§ **Task item**
Each record below is to be restated word for word.

****************

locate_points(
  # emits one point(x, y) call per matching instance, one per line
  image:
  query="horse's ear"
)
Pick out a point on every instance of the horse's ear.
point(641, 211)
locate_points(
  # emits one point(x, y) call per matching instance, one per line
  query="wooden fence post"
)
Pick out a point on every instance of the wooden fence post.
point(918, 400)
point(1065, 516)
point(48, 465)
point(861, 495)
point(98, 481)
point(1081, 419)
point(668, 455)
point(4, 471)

****************

§ **Written solution**
locate_points(
  # emits one point(x, y) call per matching instance, one per line
  image:
  query="horse's ear"
)
Pick out a point on every instance of the horse's ear.
point(641, 211)
locate_points(
  # emits one point(x, y) call per matching instance, one per line
  query="wooden fence post"
)
Pick out a point on every instance of the wooden fence post.
point(918, 400)
point(1065, 516)
point(48, 465)
point(861, 495)
point(98, 481)
point(1081, 419)
point(668, 455)
point(4, 471)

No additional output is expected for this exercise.